## Activity
Copy every line of the data that contains the string "person".
** Data for this exercise follows **
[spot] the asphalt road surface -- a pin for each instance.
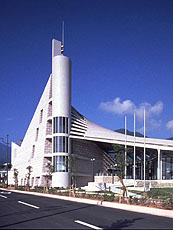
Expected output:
(35, 212)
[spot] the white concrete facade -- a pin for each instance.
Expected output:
(55, 123)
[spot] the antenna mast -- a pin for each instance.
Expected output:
(62, 43)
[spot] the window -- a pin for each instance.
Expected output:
(36, 135)
(41, 116)
(33, 151)
(60, 125)
(60, 144)
(60, 163)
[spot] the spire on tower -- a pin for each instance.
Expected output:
(62, 43)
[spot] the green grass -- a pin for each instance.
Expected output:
(160, 193)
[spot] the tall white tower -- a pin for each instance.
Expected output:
(61, 113)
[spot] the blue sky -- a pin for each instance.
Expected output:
(121, 54)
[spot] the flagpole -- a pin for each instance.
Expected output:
(125, 147)
(134, 161)
(144, 149)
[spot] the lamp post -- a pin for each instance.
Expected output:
(6, 143)
(92, 161)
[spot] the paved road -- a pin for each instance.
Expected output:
(33, 212)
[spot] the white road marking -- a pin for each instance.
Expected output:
(33, 206)
(5, 192)
(3, 196)
(88, 225)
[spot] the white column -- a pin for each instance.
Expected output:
(125, 147)
(134, 155)
(158, 164)
(144, 149)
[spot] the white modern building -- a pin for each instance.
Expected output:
(58, 133)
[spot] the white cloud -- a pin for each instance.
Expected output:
(127, 107)
(169, 125)
(117, 107)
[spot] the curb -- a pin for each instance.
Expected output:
(132, 208)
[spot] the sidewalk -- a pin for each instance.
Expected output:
(127, 207)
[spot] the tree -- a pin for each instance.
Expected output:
(120, 164)
(48, 176)
(28, 176)
(15, 177)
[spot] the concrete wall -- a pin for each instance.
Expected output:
(85, 151)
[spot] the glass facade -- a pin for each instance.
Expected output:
(60, 125)
(60, 144)
(60, 163)
(167, 166)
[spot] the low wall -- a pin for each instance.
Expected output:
(138, 183)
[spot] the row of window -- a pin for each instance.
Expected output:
(60, 144)
(60, 125)
(60, 163)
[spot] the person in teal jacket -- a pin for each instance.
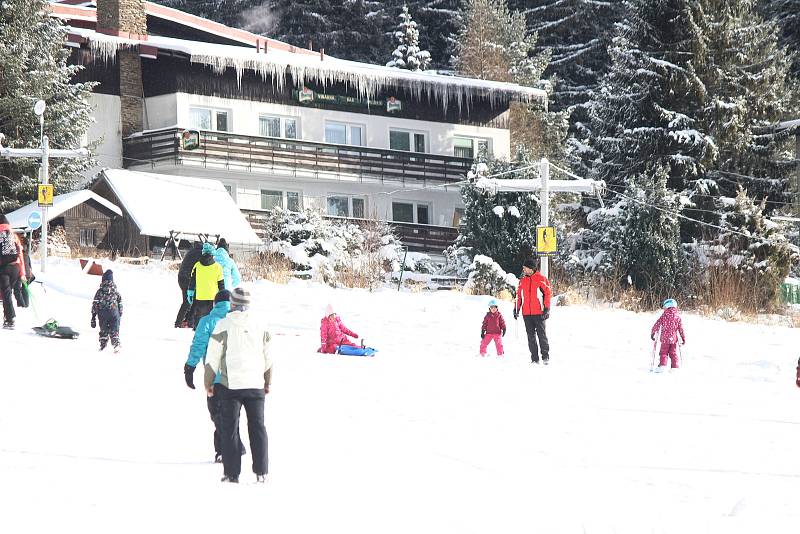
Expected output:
(197, 352)
(229, 269)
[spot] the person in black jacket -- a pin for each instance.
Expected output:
(184, 277)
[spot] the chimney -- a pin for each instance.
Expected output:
(128, 19)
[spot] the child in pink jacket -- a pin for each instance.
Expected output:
(493, 329)
(332, 332)
(671, 325)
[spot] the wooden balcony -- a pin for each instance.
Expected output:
(417, 237)
(290, 157)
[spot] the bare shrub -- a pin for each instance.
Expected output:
(266, 266)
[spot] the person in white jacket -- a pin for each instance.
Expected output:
(238, 350)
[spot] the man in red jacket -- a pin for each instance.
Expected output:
(535, 309)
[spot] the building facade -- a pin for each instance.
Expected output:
(281, 126)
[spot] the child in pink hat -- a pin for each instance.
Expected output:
(333, 333)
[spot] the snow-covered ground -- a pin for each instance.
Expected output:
(425, 437)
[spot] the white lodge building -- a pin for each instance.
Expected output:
(284, 126)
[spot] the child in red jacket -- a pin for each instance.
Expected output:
(493, 329)
(332, 332)
(670, 325)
** End of Data for this exercise **
## Result below
[spot] the person in teal jacket -- a pin for each instance.
[spot] the person in black jacket -- a pin for each instance.
[spot] the person in white jacket -- a pin for each instance.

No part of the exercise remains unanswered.